MATERIAL TO PROCESS Block Start

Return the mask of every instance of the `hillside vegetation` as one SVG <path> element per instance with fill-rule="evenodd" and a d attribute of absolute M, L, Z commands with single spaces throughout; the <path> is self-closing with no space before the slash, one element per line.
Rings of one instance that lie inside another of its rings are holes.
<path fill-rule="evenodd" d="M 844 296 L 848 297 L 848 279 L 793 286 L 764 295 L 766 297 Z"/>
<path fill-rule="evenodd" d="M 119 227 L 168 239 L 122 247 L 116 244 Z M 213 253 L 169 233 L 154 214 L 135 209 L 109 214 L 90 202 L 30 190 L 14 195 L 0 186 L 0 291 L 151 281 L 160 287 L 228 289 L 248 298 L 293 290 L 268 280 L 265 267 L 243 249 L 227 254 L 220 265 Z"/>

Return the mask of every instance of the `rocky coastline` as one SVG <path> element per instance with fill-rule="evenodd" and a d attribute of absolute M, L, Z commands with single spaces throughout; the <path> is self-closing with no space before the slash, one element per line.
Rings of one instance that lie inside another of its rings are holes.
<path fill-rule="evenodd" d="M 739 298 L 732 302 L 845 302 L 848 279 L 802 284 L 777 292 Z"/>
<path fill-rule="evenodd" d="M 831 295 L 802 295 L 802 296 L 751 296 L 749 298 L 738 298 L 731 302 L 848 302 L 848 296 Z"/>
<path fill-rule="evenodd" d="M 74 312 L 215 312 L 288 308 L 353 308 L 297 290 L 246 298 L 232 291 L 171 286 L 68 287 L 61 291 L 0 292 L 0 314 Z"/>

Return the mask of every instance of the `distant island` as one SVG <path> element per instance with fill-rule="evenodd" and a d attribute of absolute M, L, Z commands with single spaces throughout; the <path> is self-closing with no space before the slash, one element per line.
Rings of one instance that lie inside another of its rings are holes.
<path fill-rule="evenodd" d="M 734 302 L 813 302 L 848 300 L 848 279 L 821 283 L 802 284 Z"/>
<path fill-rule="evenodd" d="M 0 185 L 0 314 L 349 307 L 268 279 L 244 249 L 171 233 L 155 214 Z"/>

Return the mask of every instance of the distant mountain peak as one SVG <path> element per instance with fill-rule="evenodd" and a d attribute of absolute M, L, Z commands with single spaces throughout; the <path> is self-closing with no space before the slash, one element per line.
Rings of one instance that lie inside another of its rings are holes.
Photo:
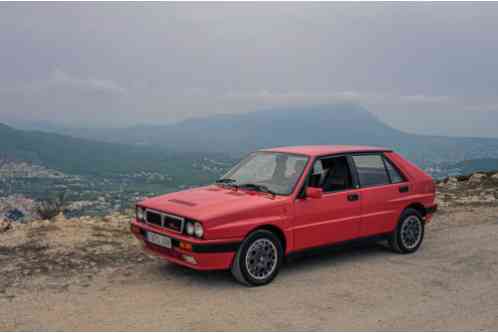
<path fill-rule="evenodd" d="M 10 127 L 10 126 L 9 126 L 9 125 L 7 125 L 7 124 L 0 123 L 0 129 L 3 129 L 3 130 L 6 130 L 6 129 L 12 130 L 13 128 L 12 128 L 12 127 Z"/>
<path fill-rule="evenodd" d="M 498 156 L 497 139 L 414 135 L 395 129 L 355 103 L 265 108 L 186 119 L 168 125 L 64 129 L 73 137 L 181 153 L 241 155 L 260 148 L 305 144 L 376 145 L 421 163 Z"/>

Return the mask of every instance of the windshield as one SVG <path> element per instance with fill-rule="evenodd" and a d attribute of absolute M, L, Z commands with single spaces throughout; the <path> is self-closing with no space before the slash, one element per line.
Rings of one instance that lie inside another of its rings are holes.
<path fill-rule="evenodd" d="M 218 182 L 289 195 L 307 162 L 308 157 L 302 155 L 256 152 L 240 161 Z"/>

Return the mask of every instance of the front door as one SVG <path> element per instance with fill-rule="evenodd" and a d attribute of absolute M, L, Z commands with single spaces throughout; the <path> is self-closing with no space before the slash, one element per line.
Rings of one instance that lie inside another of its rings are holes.
<path fill-rule="evenodd" d="M 294 244 L 296 250 L 358 237 L 361 197 L 355 189 L 346 156 L 315 161 L 308 186 L 320 187 L 321 198 L 295 201 Z"/>

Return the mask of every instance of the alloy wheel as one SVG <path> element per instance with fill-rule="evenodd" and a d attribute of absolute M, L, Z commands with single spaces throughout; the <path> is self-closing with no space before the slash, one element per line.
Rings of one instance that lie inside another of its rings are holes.
<path fill-rule="evenodd" d="M 401 242 L 407 249 L 415 248 L 422 238 L 422 221 L 415 215 L 408 216 L 401 226 Z"/>
<path fill-rule="evenodd" d="M 247 273 L 256 280 L 268 278 L 277 267 L 277 248 L 267 238 L 259 238 L 251 244 L 245 258 Z"/>

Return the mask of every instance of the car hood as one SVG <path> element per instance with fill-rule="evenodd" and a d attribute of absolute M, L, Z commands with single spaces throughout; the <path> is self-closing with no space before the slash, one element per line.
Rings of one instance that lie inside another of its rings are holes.
<path fill-rule="evenodd" d="M 199 221 L 208 221 L 235 212 L 269 208 L 279 205 L 285 199 L 286 197 L 261 192 L 210 185 L 148 198 L 139 205 Z"/>

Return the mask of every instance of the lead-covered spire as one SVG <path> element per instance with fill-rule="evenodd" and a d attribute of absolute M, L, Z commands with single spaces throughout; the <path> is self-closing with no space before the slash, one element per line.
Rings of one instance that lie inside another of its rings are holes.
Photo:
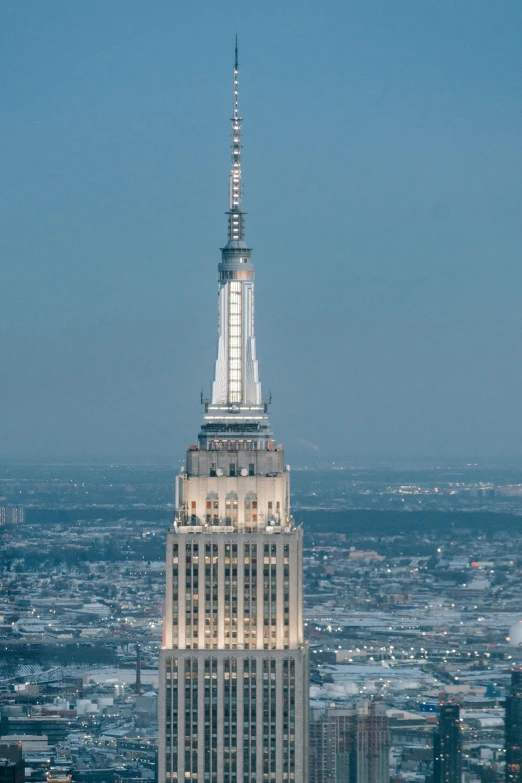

MATERIAL TO PROCESS Block End

### [WHAT TO WORK ON]
Please write out all the data again word for word, but not the pictures.

### [OUTPUT FOR THIS EXERCISE]
Return the mask of every instance of the `hillside vegetation` as one SVG <path> element per instance with fill-rule="evenodd" and a d attribute of absolute M, L, Z commands with single spaces throughout; the <path> is self-closing with no space before the slash, one element per line.
Rings of one instance that lie inside another of its rings are holes.
<path fill-rule="evenodd" d="M 844 296 L 848 297 L 848 279 L 793 286 L 764 295 L 766 297 Z"/>
<path fill-rule="evenodd" d="M 119 227 L 168 239 L 122 247 L 116 244 Z M 213 253 L 169 233 L 154 214 L 135 209 L 109 214 L 90 202 L 30 190 L 14 195 L 0 186 L 0 291 L 151 281 L 160 287 L 228 289 L 248 298 L 293 290 L 268 280 L 265 267 L 243 249 L 227 254 L 220 265 Z"/>

Return the mask of every instance of the `rocky coastline` as one SVG <path> element per instance with fill-rule="evenodd" and a d attribute of absolute M, L, Z commands with single spaces throughout; the <path> is self-closing with no space before the slash, one element per line.
Rings of one instance that lie inside another of its rings are holes.
<path fill-rule="evenodd" d="M 739 298 L 732 302 L 845 302 L 848 279 L 802 284 L 777 292 Z"/>
<path fill-rule="evenodd" d="M 831 295 L 802 295 L 802 296 L 751 296 L 749 298 L 738 298 L 731 302 L 848 302 L 848 296 Z"/>
<path fill-rule="evenodd" d="M 74 312 L 215 312 L 288 308 L 353 308 L 297 290 L 246 298 L 232 291 L 171 286 L 68 287 L 61 291 L 0 292 L 0 314 Z"/>

Return the mask of every instance of the `distant island` as one SVG <path> element per instance with fill-rule="evenodd" and a d attribute of absolute M, L, Z commands with single spaces throughout; the <path> is self-closing with no space before the slash, one element per line.
Rings of one instance that lie inside another of its rings are holes.
<path fill-rule="evenodd" d="M 734 302 L 813 302 L 848 300 L 848 279 L 821 283 L 802 284 Z"/>
<path fill-rule="evenodd" d="M 0 185 L 0 314 L 349 307 L 268 279 L 244 249 L 171 233 L 155 214 Z"/>

Return the mask of every instance of the distant mountain peak as one SVG <path> element per instance with fill-rule="evenodd" and a d attribute of absolute M, L, Z commands with single spaces throughout; the <path> is self-closing with no space before the slash, one element per line.
Rings of one instance that lie inside another of its rings are holes.
Photo:
<path fill-rule="evenodd" d="M 10 127 L 10 126 L 9 126 L 9 125 L 7 125 L 7 124 L 0 123 L 0 129 L 3 129 L 3 130 L 6 130 L 6 129 L 12 130 L 13 128 L 12 128 L 12 127 Z"/>
<path fill-rule="evenodd" d="M 498 156 L 497 139 L 414 135 L 395 129 L 355 103 L 265 108 L 186 119 L 168 125 L 64 129 L 73 137 L 181 153 L 241 155 L 260 148 L 305 144 L 376 145 L 421 163 Z"/>

Return the mask of every instance of the windshield as one SVG <path> element per instance with fill-rule="evenodd" and a d attribute of absolute M, L, Z commands with single spaces throughout; the <path> is self-closing with no space before the slash, one element per line.
Rings of one instance that lie inside another of its rings are holes.
<path fill-rule="evenodd" d="M 218 182 L 289 195 L 307 162 L 308 157 L 302 155 L 256 152 L 240 161 Z"/>

Return the mask of every instance of the front door as one SVG <path> element per instance with fill-rule="evenodd" and a d attribute of absolute M, L, Z commands with single spaces throughout; the <path> is self-closing with no space before the slash, one element per line.
Rings of one instance that lie inside another of its rings are holes.
<path fill-rule="evenodd" d="M 294 244 L 296 250 L 358 237 L 361 197 L 355 189 L 346 156 L 315 161 L 308 186 L 320 187 L 321 198 L 295 201 Z"/>

Return the mask of every instance of the alloy wheel as one SVG <path> element per instance with fill-rule="evenodd" and a d attribute of absolute M, L, Z commands with single spaces throughout; the <path> is self-closing with no space before the slash, one element per line.
Rings of one instance that lie inside another of its rings are holes.
<path fill-rule="evenodd" d="M 401 242 L 407 249 L 415 248 L 422 238 L 422 221 L 415 215 L 408 216 L 401 226 Z"/>
<path fill-rule="evenodd" d="M 247 273 L 256 280 L 268 278 L 277 267 L 277 248 L 267 238 L 259 238 L 251 244 L 245 258 Z"/>

Return the mask of every instance of the car hood as one SVG <path> element per instance with fill-rule="evenodd" and a d attribute of absolute M, L, Z commands with single spaces throughout; the <path> is self-closing with no space before the slash, one element per line.
Rings of one instance that lie inside another of its rings are holes.
<path fill-rule="evenodd" d="M 199 221 L 208 221 L 235 212 L 269 208 L 279 205 L 285 199 L 286 197 L 261 192 L 210 185 L 148 198 L 139 205 Z"/>

Return the mask of every instance of the lead-covered spire as one SVG <path> element per instance with fill-rule="evenodd" and a d attribute of absolute M, L, Z commands with single spaces throughout; the <path> is self-closing with no space before the slash, one element per line.
Rings of one instance that lie inside another of its rings are holes.
Photo:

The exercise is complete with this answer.